■ EXERCISE DETAILS
Extract the final stretch of the data: the line that contains "Your task is" and every line after it, unaltered, and no other lines.

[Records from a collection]
————

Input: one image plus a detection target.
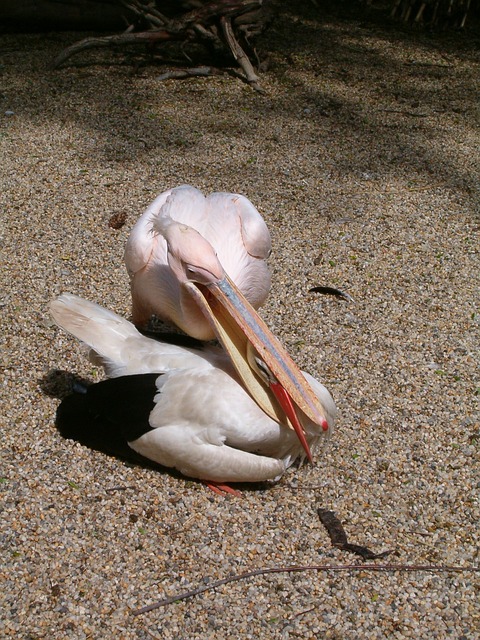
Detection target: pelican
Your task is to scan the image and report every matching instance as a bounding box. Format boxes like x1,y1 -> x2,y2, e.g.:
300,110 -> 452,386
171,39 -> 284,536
124,186 -> 332,461
125,185 -> 272,340
50,294 -> 336,490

————

■ TASK RESPONSE
Your task is to scan the image and report every matching instance as a bounding box. Format boxes like x1,y1 -> x2,y2, e.g.:
300,110 -> 452,386
171,39 -> 284,536
124,186 -> 332,461
125,185 -> 272,340
50,294 -> 336,490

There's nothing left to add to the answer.